■ Required action:
Produce an exact copy of all records below.

[Given entries — start]

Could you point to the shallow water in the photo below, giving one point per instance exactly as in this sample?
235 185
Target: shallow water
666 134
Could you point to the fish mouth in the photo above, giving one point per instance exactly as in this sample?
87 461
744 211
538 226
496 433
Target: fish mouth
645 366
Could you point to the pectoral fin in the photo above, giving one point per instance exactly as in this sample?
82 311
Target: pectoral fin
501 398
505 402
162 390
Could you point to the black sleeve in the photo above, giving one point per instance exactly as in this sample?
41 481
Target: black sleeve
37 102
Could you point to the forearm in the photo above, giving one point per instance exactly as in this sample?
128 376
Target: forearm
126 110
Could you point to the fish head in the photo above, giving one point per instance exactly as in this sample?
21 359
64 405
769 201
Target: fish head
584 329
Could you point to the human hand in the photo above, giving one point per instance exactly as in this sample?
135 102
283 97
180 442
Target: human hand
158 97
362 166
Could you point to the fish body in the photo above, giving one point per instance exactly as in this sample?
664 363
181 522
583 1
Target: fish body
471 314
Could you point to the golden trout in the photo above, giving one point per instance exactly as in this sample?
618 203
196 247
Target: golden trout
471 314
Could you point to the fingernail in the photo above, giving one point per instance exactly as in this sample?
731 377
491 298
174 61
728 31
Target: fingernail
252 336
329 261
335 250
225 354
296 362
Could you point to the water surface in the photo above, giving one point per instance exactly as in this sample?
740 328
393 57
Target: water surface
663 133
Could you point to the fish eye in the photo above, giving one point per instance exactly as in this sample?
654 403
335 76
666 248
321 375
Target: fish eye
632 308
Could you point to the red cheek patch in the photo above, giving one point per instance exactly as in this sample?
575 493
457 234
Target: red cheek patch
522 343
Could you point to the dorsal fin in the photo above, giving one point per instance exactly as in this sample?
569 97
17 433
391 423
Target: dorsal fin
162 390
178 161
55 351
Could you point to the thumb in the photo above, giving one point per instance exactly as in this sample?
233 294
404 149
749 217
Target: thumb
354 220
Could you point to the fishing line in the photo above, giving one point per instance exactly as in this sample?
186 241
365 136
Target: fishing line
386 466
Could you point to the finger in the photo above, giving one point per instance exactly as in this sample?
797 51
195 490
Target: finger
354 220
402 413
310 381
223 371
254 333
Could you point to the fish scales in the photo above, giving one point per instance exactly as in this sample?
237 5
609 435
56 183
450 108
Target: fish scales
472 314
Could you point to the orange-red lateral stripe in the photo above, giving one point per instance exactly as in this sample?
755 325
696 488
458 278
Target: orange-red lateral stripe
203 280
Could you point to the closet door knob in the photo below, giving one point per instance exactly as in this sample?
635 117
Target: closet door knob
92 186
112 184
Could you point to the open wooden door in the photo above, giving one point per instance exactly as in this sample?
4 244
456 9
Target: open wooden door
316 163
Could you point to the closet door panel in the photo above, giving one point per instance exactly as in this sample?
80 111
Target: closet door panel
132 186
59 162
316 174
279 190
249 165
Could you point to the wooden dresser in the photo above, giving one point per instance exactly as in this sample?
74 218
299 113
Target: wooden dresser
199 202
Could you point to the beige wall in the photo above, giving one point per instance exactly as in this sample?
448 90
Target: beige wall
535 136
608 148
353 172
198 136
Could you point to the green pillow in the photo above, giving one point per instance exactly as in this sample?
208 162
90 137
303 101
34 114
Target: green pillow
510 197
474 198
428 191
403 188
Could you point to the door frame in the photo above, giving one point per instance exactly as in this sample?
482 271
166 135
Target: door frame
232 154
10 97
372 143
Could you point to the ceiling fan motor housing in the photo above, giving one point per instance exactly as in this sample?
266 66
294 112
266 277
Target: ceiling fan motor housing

[Given entries — finish]

■ Written response:
Could you point to the shallow water in the photo below, giving one point per instance exactly as in this sample?
235 185
Target: shallow water
666 134
Could you point to the fish mouth in the photo above, giving one point per instance exactly as in this sample?
87 461
744 211
538 226
496 433
Target: fish mouth
645 366
Could you point to the pectoral fin in the photo above, giving one point per instance exactly as in this sample?
82 311
Target: pectoral fin
501 398
505 402
162 390
Could you point to the black sleeve in the photo above, giving one point per instance exactly as in this sample?
41 481
Target: black sleeve
37 102
Could you point to the forearm in the photo above, giving one point per instance exactly as in this sample?
128 376
Target: forearm
126 110
Could you point to the fish head in the photo above, giving one point per instance exactly as in this sample?
21 359
64 405
769 201
Target: fish head
584 329
Could you point to the human hand in the photo above, giving one point per instance exactly as in this sample?
135 102
283 97
180 442
Target: human hand
158 97
362 166
Could you point to the fish body in the photo above, giving one point per instance exactly as in this sample?
664 363
181 522
583 1
Target: fish body
471 314
Could you point to the golden trout in the photo above, giving one point per instance exactly as in this sample?
618 203
196 247
Target: golden trout
471 314
Could you point to the fingernail in the photo above, giving one point per instance exactly as in this sample?
731 377
491 298
174 61
728 31
Target: fingernail
252 336
329 261
335 250
225 354
296 362
Could you point to the water surface in the photo above, giving one point per instance exactly as in this sample?
740 328
393 57
Target: water surface
663 133
Could you point to the fish eye in the photo above, giving one point per instance exactly as in this sample?
654 403
335 76
666 248
321 375
Target: fish eye
632 308
Could you point to the red cheek patch in the photo above, giving one point per instance exactly as in this sample?
575 493
457 234
Target: red cheek patch
522 343
Could you point to the dorsal fin in the photo above, giving one point per instance exactly as in this sample?
569 97
17 433
391 423
Target: dorsal fin
162 390
178 161
55 351
Could you point to the thumb in the photo above, giving one point per instance exactly as in this sample?
233 294
404 149
749 217
Target: thumb
354 220
Could you point to the fishing line in the photo above, giving one point per instance exactly as in this sample?
186 241
365 136
Target: fishing line
386 466
Could you point to the finger in the photo above, giving one point per instance exactly as in this sample?
797 51
195 490
Target: finger
354 220
402 413
310 381
223 371
254 333
Could you point to the fish scales in the photo above, giving one point per instance exactly as in this sample?
237 5
609 435
56 183
450 108
Target: fish scales
472 314
Could you point to the orange-red lateral stripe in the photo above, giving one point per instance exactly as in this sample?
755 325
696 488
458 278
Target: orange-red lateral stripe
203 280
Could you point to the closet door knob in the photo below, giving one point per instance exactly as in this sample?
635 117
Target: closet door knob
92 186
112 184
Could you point to the open wooden door in the photo above, giving one point per instance exactly as in this sample?
4 244
456 9
Target: open wooden door
316 163
Could you point to the closet door panel in the photo above, giving one point per instance exactly as in this sample?
80 111
Target: closet door panel
132 186
59 162
316 174
279 190
249 165
Could you point to the wooden dresser in the photo above, giving one point per instance exactly as in this sample?
74 218
299 113
Target: wooden dresser
199 202
Could you point to the beige wall in the photo above, giving one point per instance exactly as in this sample?
448 90
Target: beige wall
535 136
608 148
353 172
198 136
Could you point to the green pillow in the photo above, giving one point per instance exactly as in this sample?
208 162
90 137
303 101
34 114
Target: green pillow
510 197
474 198
428 191
403 188
Could you point to the door frame in the photo above, giving one point per instance exactly as in this sample?
482 271
166 135
Target: door frame
232 154
10 97
372 143
Could you point to the ceiling fan motor housing in the photo above, giving one point per instance exactly as in this sample?
266 66
294 112
266 277
Target: ceiling fan motor housing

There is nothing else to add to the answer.